Reproduce the following lines verbatim, leaving out the pictures.

**Task input:**
>>
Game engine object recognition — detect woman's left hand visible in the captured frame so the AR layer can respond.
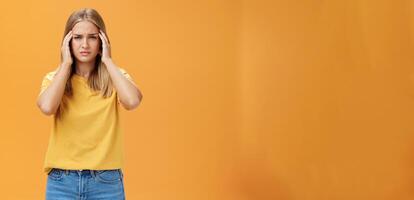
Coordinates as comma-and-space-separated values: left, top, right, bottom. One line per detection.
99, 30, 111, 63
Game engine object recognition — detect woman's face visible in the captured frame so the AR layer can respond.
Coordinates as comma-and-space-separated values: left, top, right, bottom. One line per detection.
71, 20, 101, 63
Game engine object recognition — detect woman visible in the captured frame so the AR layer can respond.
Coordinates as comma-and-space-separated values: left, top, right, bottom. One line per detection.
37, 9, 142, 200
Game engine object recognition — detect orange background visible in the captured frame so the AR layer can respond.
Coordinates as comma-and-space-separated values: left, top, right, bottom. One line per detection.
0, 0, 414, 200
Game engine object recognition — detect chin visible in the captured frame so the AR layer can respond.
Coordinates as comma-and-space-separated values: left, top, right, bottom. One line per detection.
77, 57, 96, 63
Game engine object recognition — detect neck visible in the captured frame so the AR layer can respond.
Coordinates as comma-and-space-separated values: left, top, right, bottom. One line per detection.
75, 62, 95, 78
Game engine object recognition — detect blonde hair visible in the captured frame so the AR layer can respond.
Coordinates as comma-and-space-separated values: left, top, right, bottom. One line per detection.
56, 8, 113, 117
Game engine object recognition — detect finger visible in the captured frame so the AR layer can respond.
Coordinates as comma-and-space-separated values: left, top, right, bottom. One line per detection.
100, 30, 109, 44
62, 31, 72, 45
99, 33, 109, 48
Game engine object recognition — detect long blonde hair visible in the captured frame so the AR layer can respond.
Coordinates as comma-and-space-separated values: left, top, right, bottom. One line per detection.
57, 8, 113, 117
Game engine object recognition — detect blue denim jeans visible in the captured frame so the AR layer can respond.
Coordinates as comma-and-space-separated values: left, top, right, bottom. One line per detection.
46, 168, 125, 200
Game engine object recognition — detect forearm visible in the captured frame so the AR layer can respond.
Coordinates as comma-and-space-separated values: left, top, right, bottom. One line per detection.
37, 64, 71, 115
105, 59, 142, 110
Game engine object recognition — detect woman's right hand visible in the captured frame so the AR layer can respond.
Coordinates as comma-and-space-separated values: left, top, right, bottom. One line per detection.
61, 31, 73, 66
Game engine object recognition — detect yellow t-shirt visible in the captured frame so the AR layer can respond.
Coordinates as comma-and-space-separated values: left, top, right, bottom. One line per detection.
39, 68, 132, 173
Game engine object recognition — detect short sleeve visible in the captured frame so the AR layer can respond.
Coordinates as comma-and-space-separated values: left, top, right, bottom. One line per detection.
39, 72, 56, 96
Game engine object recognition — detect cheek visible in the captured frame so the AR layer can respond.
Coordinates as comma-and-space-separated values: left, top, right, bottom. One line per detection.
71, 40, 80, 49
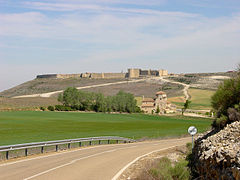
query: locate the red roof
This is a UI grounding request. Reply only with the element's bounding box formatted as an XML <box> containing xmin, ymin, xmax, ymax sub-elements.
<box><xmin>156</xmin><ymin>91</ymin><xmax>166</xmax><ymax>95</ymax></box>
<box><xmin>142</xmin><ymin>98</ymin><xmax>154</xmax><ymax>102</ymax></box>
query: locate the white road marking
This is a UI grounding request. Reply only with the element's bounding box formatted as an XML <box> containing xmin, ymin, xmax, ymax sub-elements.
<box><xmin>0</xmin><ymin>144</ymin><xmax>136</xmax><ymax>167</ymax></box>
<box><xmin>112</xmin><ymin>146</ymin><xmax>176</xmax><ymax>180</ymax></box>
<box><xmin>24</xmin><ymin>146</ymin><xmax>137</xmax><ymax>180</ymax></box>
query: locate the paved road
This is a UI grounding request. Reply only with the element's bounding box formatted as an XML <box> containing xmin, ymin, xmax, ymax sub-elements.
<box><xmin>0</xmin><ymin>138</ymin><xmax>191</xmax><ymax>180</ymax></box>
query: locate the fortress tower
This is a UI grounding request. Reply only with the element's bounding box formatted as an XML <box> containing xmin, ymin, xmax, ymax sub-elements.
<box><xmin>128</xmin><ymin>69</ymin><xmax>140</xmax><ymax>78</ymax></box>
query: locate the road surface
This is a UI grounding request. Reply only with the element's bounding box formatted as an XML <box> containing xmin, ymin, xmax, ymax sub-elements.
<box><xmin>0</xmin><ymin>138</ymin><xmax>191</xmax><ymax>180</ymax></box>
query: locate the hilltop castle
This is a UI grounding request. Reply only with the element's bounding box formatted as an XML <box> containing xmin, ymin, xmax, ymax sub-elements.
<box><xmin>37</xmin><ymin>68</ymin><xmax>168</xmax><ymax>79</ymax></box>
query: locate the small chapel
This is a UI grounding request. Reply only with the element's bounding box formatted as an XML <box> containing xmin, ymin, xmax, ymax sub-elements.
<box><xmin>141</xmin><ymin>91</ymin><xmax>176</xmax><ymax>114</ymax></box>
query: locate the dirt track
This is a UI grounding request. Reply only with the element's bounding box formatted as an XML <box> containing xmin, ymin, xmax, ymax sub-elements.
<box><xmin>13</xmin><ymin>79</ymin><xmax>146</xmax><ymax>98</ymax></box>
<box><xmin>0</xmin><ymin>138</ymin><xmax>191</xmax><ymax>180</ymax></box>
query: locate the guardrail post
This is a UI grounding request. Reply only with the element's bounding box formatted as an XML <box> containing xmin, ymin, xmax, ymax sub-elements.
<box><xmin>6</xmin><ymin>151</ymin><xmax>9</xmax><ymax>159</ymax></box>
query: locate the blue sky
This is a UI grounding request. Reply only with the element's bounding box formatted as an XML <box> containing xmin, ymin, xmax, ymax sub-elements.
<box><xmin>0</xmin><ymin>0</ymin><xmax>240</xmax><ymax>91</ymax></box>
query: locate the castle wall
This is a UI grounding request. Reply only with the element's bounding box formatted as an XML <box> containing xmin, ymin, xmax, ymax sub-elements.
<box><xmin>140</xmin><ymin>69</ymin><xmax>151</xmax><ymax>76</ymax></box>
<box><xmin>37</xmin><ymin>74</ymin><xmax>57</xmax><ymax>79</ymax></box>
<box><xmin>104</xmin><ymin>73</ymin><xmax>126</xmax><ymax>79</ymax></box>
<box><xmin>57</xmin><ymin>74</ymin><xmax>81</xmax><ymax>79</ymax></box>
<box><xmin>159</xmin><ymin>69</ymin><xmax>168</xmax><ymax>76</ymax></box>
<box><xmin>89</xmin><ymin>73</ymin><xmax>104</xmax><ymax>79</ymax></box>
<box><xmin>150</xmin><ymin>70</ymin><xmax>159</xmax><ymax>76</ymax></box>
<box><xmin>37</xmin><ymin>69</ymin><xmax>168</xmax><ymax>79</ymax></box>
<<
**Correct response:**
Game engine object recognition — detect woman's left hand visible in the captured frame so the AR layer can respond.
Coordinates as comma-and-space-separated values: left, top, right, bottom. One line per detection.
99, 30, 111, 63
Game engine object recognition — detect woman's face visible in the captured frame so the AR layer can respond.
Coordinates as comma-and-space-separated values: left, top, right, bottom. One line per detection.
71, 20, 101, 63
Game engine object recognition — detect woman visible in the captured frame so the AR layer can respond.
Coordinates as comma-and-space-separated values: left, top, right, bottom. One line per detection.
37, 9, 142, 200
Game engine object recognition — detect orange background visible in the captured frame so the AR layer can respond.
Coordinates as comma-and-space-separated values: left, top, right, bottom. One line per detection.
0, 0, 414, 200
Game engine object recognition — detect chin visible in the captured frame so the AR layer can respond.
Coordinates as comma-and-space-separated values: left, top, right, bottom. One line per detection.
77, 57, 96, 63
Game engine object recognition — detect neck visible in the captured frame so the AR layer can respond.
Coordinates as comma-and-space-separated values: left, top, right, bottom. One line per detection.
75, 62, 95, 78
Game engine object recognition — detect blonde hair visible in the captured frame so the AR layer can respond.
Coordinates as comma-and-space-separated values: left, top, right, bottom. One line per detection.
56, 8, 113, 117
Game engine object recognition — detect finger visible in the captured frame so the AR layer can respond.
Coordinates as comma-and-space-separated values: left, top, right, bottom. One line per detection.
100, 30, 109, 44
62, 31, 72, 45
99, 33, 109, 48
Game engine object recognition — detect long blonde hair visible in the captured frame so the AR layer can respond.
Coordinates as comma-and-space-separated values: left, top, right, bottom. One line per detection.
57, 8, 113, 117
Game engine object recognition — detect blue denim jeans visible in the captured frame so the AR layer can respond.
Coordinates as comma-and-space-separated values: left, top, right, bottom. One line per detection.
46, 168, 125, 200
Game engine object recognition — detect forearm visible in the captured frame so the AR layer can respond.
Coordinates as comma-and-space-separated values: left, top, right, bottom. One line per detection.
37, 64, 71, 115
105, 59, 142, 110
Game engine object recognition — detect woman's right hand visible in the captured frame so the AR layer can respond.
Coordinates as comma-and-space-separated values: left, top, right, bottom. One line per detection.
61, 31, 73, 66
Game engine object recognition — detect yellow t-shirt visible in the captured frame so the AR layer can respond.
Coordinates as comma-and-space-separated values: left, top, right, bottom. One line per detection.
39, 68, 132, 173
Game engine object recognition — detect short sleeve visible in the captured frame so the AR layer can respond.
Coordinates as comma-and-space-separated values: left, top, right, bottom. One line per detection.
39, 72, 56, 96
Game engine object recognition — detect cheek visible in the captured frame so the AR layer can respond.
Coordinates as comma-and-space-separated values: left, top, right, bottom. One line per detection.
71, 40, 80, 49
query: locate the red roof
This is a UI grounding request. Reply only with the element's bounding box formatted as an XML <box> containing xmin, ymin, xmax, ymax sub-elements.
<box><xmin>156</xmin><ymin>91</ymin><xmax>166</xmax><ymax>95</ymax></box>
<box><xmin>142</xmin><ymin>98</ymin><xmax>154</xmax><ymax>102</ymax></box>
query: locate the white road marking
This is a UI grounding request. Reply only with the element's bounding box formatted as an XML <box> containing xmin, ymin, xmax, ymax sub-elements.
<box><xmin>0</xmin><ymin>144</ymin><xmax>136</xmax><ymax>167</ymax></box>
<box><xmin>112</xmin><ymin>146</ymin><xmax>176</xmax><ymax>180</ymax></box>
<box><xmin>24</xmin><ymin>146</ymin><xmax>137</xmax><ymax>180</ymax></box>
query: locate the paved road
This is a UI grounding request. Reply only with the element's bounding box formatted as an XML <box> containing xmin, ymin, xmax, ymax sub-elements.
<box><xmin>0</xmin><ymin>138</ymin><xmax>191</xmax><ymax>180</ymax></box>
query: locate the fortress tower
This is a UI grounding request. Reply only with the element's bounding box formatted as an XML <box> containing xmin, ymin, xmax, ymax sub-elements.
<box><xmin>128</xmin><ymin>69</ymin><xmax>140</xmax><ymax>78</ymax></box>
query: locate the road surface
This is a UI grounding request. Reply only with the element's bounding box formatted as an XML <box> containing xmin, ymin, xmax, ymax sub-elements.
<box><xmin>0</xmin><ymin>138</ymin><xmax>191</xmax><ymax>180</ymax></box>
query: locate the hilltop castle
This is a UI grounding request. Reply only with the element's bounding box formatted as an XML <box> containing xmin, ymin, xmax, ymax sub-elements.
<box><xmin>37</xmin><ymin>68</ymin><xmax>168</xmax><ymax>79</ymax></box>
query: locate the small chapel
This is a UI grounding request. Reply only with the element's bounding box formatted as an XML <box> containing xmin, ymin, xmax, ymax sub-elements.
<box><xmin>141</xmin><ymin>91</ymin><xmax>176</xmax><ymax>114</ymax></box>
query: locate the dirt track
This is a UI grounding request. Reply only with the element's bounding box formatted as an XML <box> containing xmin, ymin, xmax, ymax sub-elements.
<box><xmin>13</xmin><ymin>79</ymin><xmax>146</xmax><ymax>98</ymax></box>
<box><xmin>0</xmin><ymin>138</ymin><xmax>191</xmax><ymax>180</ymax></box>
query: locate the guardrail post
This is a UI grounding request. Reply only with the element's bounding box formatted as an XML <box> containing xmin, ymin, xmax, ymax sub-elements.
<box><xmin>6</xmin><ymin>151</ymin><xmax>9</xmax><ymax>159</ymax></box>
query: locate the blue sky
This is a UI grounding request. Reply only with the element's bounding box formatted as an XML <box> containing xmin, ymin, xmax, ymax sub-elements.
<box><xmin>0</xmin><ymin>0</ymin><xmax>240</xmax><ymax>91</ymax></box>
query: locate the castle wall
This is a UI grounding request. Reply only with the element's bounding box formatted as an XML <box> containing xmin, ymin, xmax, ymax sub-elements.
<box><xmin>140</xmin><ymin>69</ymin><xmax>151</xmax><ymax>76</ymax></box>
<box><xmin>37</xmin><ymin>74</ymin><xmax>57</xmax><ymax>79</ymax></box>
<box><xmin>104</xmin><ymin>73</ymin><xmax>126</xmax><ymax>79</ymax></box>
<box><xmin>57</xmin><ymin>74</ymin><xmax>81</xmax><ymax>79</ymax></box>
<box><xmin>159</xmin><ymin>69</ymin><xmax>168</xmax><ymax>76</ymax></box>
<box><xmin>89</xmin><ymin>73</ymin><xmax>104</xmax><ymax>79</ymax></box>
<box><xmin>150</xmin><ymin>70</ymin><xmax>159</xmax><ymax>76</ymax></box>
<box><xmin>37</xmin><ymin>69</ymin><xmax>168</xmax><ymax>79</ymax></box>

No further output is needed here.